* [Stored rows]:
Start

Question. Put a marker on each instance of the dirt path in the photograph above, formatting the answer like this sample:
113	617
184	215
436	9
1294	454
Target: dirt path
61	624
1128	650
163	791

End

Print the lines above once more, word for word, with nothing changed.

* [Output below]:
Question. Put a marker on each instance of the dirt path in the photograph above, formatting the answer like this sample:
113	617
184	215
436	9
1294	454
Target: dirt path
61	624
1128	650
163	791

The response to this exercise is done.